**The problem:**
All of the records listed below should be retyped exactly.

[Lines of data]
------------------------------------------------------------
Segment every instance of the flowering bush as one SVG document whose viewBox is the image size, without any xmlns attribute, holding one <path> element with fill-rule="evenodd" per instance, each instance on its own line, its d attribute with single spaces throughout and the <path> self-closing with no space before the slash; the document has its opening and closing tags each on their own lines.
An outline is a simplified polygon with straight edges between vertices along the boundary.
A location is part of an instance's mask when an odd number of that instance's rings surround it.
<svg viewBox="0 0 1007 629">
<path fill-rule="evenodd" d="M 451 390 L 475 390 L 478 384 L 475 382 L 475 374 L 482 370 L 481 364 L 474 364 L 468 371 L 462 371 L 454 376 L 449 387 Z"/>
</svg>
------------------------------------------------------------
**Solved exercise:**
Segment every instance of the flowering bush as one SVG document whose viewBox is the image size, without any xmlns attribute, holding one <path> element with fill-rule="evenodd" per instance, each instance on its own line, its d attribute with single spaces throughout and the <path> self-closing with no space before the slash; the document has its opening and closing tags each on their own lines.
An outline is a simplified polygon with straight edges between vertices along the boundary.
A location is part of an instance's mask when an odd number of that instance's rings surround it.
<svg viewBox="0 0 1007 629">
<path fill-rule="evenodd" d="M 451 390 L 475 390 L 478 384 L 475 382 L 475 374 L 482 370 L 481 364 L 474 364 L 468 371 L 462 371 L 454 376 L 449 387 Z"/>
</svg>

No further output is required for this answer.